_TASK DESCRIPTION_
Please rewrite, line by line, the part of the data that opens with the line containing "Circle every frosted rosehip" and closes with the line containing "xmin=109 ymin=189 xmax=196 ymax=253". Shift each bounding-box coordinate by adding 90 to it.

---

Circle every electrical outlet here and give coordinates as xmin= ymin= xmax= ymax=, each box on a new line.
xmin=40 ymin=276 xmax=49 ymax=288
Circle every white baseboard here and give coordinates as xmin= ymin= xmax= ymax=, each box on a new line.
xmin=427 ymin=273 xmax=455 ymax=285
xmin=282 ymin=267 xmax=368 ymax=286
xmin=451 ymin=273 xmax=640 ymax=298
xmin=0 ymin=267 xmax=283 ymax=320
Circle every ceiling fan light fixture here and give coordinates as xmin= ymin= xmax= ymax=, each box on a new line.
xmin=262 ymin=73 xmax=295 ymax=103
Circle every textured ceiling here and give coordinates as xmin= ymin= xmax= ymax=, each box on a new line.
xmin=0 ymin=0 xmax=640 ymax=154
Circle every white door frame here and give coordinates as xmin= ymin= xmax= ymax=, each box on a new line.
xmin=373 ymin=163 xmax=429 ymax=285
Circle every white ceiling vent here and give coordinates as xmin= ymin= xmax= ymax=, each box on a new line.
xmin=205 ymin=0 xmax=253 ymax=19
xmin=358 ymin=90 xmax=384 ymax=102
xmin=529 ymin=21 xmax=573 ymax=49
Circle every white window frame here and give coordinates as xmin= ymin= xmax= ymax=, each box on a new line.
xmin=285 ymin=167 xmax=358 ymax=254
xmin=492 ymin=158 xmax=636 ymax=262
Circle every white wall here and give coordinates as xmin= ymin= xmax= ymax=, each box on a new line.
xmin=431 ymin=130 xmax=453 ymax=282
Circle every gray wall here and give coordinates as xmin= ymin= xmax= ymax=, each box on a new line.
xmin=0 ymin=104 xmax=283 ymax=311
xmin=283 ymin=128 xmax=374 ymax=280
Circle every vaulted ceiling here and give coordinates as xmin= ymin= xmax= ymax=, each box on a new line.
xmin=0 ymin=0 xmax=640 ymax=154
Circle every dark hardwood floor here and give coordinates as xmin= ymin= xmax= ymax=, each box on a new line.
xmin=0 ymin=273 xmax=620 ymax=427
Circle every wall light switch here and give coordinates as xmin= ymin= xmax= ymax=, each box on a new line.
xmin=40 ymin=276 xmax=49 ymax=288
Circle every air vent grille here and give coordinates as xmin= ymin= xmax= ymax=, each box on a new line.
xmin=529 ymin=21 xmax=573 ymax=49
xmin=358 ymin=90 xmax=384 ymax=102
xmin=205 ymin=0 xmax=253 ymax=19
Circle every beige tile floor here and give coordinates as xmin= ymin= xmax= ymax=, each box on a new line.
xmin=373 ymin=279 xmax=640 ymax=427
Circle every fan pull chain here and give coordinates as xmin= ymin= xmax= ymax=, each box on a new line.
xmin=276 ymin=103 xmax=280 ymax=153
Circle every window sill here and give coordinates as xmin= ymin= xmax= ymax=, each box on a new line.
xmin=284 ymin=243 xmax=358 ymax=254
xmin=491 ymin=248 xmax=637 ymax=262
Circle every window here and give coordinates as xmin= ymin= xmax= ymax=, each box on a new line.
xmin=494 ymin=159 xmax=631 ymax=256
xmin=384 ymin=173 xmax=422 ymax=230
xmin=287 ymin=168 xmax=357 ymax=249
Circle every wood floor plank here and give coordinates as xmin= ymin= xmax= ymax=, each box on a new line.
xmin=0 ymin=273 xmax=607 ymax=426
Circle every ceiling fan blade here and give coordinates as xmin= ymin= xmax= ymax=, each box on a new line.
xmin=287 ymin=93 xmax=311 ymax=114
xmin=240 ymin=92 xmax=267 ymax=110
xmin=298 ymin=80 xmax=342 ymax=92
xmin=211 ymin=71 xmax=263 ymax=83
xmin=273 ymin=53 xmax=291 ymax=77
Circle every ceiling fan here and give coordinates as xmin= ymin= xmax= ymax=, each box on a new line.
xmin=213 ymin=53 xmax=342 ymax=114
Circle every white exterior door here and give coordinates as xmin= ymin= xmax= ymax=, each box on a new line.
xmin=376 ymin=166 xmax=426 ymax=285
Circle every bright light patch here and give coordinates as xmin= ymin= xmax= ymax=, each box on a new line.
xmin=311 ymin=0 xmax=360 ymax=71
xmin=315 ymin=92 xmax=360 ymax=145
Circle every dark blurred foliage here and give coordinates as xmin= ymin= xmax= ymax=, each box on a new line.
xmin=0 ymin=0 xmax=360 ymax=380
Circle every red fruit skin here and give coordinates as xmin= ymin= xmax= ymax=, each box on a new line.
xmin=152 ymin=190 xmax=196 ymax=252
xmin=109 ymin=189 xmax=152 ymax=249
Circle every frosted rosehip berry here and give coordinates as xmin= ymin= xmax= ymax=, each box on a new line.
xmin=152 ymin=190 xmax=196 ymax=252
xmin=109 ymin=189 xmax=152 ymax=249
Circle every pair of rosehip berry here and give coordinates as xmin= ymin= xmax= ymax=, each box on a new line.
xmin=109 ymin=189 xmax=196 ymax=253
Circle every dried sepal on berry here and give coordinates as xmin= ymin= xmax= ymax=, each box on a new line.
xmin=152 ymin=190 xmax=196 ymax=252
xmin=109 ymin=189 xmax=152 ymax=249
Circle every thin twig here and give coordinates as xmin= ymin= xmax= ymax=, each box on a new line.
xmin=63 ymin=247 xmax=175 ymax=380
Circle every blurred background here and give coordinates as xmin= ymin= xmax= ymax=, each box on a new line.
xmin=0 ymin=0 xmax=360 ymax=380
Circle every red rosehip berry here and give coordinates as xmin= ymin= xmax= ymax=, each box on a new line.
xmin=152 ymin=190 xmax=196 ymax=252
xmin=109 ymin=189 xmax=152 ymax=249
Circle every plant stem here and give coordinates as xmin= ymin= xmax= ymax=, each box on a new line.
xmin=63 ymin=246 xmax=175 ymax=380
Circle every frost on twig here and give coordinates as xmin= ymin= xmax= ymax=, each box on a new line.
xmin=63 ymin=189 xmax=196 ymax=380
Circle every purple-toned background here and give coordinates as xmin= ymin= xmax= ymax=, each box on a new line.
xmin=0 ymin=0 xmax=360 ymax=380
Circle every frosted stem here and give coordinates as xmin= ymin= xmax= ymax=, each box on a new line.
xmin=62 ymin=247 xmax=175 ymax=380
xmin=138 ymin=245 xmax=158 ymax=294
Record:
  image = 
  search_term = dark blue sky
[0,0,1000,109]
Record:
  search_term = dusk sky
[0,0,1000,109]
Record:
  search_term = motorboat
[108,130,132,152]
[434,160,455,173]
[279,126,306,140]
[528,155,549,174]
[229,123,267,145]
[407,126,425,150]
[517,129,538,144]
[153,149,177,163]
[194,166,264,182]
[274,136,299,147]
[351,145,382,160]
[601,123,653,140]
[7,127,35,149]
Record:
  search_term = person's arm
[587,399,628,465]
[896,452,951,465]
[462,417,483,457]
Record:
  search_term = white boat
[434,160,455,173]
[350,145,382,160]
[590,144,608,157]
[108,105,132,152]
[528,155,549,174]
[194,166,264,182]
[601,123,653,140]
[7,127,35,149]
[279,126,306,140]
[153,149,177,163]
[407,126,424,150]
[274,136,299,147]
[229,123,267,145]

---

_WRITTEN RESPONSE_
Circle every frosted rosehip berry here and give coordinates as xmin= ymin= xmax= ymax=, each box on a new line.
xmin=242 ymin=280 xmax=286 ymax=342
xmin=199 ymin=279 xmax=242 ymax=339
Circle every pair of rosehip berry here and give coordinates as xmin= ymin= xmax= ymax=, each box on a new line.
xmin=199 ymin=279 xmax=286 ymax=343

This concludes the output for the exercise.